Bob Somerby, the energetic and insightful proprietor of The Daily Howler Web site , has accused me of leaving an important fact out of my Feb. 2 story in The Post on rising test scores at Alexandria's Maury Elementary School. I think he is right to complain, and I hope in my explanation I will shed more light on why the new system for rating schools is frustrating-- and yet better than the alternatives.

My story said Maury had the lowest passing rates in the city in 2004 on the state reading test, but managed to improve enough in last spring's tests to make AYP-- federalese for "adequate yearly progress"--the benchmark for schools under the No Child Left Behind law. I wrote the story to show how complex and confusing the No Child Left Behind assessment system was, with officials at the Virginia state education department having to make very subjective judgments about which schools met the standard and which did not.

Somerby is a careful reporter. I knew that the minute I saw that he spelled both my name, and the differently-spelled name of NBC talk show host Chris Matthews, correctly in the same issue of the Howler, something that many other publications have failed to do. Somerby thought the No Child Left Behind standards were absurd. Poking around the Alexandria schools' Web site, he found a fact about Maury that he felt proved it, and that I had not mentioned in my story.

- **Stored records**:
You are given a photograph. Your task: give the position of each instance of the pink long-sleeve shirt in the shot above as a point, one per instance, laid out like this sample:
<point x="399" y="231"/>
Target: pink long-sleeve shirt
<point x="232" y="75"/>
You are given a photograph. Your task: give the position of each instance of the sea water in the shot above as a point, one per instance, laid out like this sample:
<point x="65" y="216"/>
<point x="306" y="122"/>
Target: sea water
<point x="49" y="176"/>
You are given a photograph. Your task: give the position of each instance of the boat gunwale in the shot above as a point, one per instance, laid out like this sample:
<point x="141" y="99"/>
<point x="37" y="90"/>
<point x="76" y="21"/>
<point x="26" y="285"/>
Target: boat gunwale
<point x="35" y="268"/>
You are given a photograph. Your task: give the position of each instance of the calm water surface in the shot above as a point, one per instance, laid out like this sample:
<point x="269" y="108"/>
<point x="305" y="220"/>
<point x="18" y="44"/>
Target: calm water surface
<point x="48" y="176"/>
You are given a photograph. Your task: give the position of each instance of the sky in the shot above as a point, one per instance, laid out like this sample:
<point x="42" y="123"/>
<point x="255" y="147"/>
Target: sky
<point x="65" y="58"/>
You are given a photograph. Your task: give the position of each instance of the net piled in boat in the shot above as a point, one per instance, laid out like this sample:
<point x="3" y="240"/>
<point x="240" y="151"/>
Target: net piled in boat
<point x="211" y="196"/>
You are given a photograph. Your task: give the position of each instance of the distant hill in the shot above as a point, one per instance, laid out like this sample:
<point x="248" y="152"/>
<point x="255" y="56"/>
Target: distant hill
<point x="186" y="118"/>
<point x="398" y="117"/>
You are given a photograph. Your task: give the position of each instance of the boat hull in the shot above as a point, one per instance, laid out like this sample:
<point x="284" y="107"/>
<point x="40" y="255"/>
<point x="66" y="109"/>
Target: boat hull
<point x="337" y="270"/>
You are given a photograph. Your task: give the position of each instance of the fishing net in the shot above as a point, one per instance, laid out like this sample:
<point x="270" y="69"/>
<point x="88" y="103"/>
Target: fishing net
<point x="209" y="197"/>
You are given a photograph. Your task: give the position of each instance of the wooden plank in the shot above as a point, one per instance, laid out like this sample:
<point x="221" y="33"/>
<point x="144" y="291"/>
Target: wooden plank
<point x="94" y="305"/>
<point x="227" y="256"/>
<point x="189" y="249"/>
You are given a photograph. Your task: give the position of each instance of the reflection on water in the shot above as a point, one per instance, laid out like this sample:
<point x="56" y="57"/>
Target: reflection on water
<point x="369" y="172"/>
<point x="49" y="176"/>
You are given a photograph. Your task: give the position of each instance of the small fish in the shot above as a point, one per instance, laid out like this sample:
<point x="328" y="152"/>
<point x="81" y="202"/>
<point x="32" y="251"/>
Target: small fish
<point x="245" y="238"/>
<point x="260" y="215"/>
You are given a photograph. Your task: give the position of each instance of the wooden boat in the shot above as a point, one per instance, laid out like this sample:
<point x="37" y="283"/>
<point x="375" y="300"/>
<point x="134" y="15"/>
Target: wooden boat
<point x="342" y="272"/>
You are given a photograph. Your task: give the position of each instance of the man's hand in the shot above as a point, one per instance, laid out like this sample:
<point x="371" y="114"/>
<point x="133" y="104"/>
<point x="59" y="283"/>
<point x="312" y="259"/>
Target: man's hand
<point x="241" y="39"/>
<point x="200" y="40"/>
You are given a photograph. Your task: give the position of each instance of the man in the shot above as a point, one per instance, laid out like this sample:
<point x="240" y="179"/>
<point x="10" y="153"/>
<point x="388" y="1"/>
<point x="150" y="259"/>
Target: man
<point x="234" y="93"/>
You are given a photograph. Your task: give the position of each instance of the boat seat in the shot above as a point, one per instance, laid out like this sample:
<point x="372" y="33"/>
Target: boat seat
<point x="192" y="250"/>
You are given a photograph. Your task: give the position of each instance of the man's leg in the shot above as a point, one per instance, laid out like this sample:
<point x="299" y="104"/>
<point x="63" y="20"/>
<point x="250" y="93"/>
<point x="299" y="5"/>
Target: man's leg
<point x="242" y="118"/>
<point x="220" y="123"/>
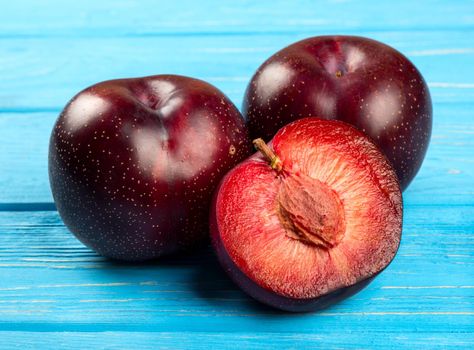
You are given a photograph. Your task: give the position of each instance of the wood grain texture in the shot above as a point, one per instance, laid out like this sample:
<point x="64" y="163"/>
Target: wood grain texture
<point x="54" y="292"/>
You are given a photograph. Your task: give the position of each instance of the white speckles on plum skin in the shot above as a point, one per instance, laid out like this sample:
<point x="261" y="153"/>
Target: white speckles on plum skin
<point x="118" y="179"/>
<point x="376" y="94"/>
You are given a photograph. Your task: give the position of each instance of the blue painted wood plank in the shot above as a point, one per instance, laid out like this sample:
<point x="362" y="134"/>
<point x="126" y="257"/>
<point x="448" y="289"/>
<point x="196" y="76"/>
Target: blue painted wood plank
<point x="237" y="340"/>
<point x="55" y="292"/>
<point x="145" y="18"/>
<point x="50" y="282"/>
<point x="43" y="74"/>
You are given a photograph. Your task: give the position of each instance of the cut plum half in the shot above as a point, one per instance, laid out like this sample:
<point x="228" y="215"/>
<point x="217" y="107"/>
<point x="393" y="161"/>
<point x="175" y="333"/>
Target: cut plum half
<point x="310" y="219"/>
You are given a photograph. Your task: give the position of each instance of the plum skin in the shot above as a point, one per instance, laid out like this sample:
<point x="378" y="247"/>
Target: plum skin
<point x="354" y="79"/>
<point x="133" y="163"/>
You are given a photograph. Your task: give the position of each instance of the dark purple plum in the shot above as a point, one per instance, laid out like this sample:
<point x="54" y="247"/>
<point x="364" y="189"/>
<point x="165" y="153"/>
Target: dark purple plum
<point x="357" y="80"/>
<point x="133" y="163"/>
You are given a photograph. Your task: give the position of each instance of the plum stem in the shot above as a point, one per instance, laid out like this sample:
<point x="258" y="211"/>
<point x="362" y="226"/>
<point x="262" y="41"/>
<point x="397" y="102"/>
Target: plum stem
<point x="271" y="157"/>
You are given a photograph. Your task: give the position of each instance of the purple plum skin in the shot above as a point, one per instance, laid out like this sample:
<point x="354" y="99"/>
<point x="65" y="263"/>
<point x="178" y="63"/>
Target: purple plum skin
<point x="133" y="163"/>
<point x="357" y="80"/>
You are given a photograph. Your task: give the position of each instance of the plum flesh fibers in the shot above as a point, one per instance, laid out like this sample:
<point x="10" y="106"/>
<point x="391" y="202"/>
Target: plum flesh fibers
<point x="309" y="220"/>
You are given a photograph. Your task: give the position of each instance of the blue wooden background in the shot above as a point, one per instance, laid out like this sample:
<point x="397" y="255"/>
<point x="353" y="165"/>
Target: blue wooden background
<point x="55" y="293"/>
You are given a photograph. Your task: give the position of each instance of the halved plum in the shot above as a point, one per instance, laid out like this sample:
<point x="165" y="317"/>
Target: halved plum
<point x="310" y="219"/>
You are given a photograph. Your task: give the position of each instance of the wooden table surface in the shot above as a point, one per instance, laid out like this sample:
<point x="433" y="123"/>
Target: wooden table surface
<point x="55" y="293"/>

- **What you need to do**:
1) In the excerpt about Maury Elementary, what does AYP stand for?
2) List every adjective the excerpt about Maury Elementary uses to describe Bob Somerby himself.
The records are separate material, apart from the excerpt about Maury Elementary.

- **Responses for each task**:
1) Adequate yearly progress.

2) energetic, insightful, careful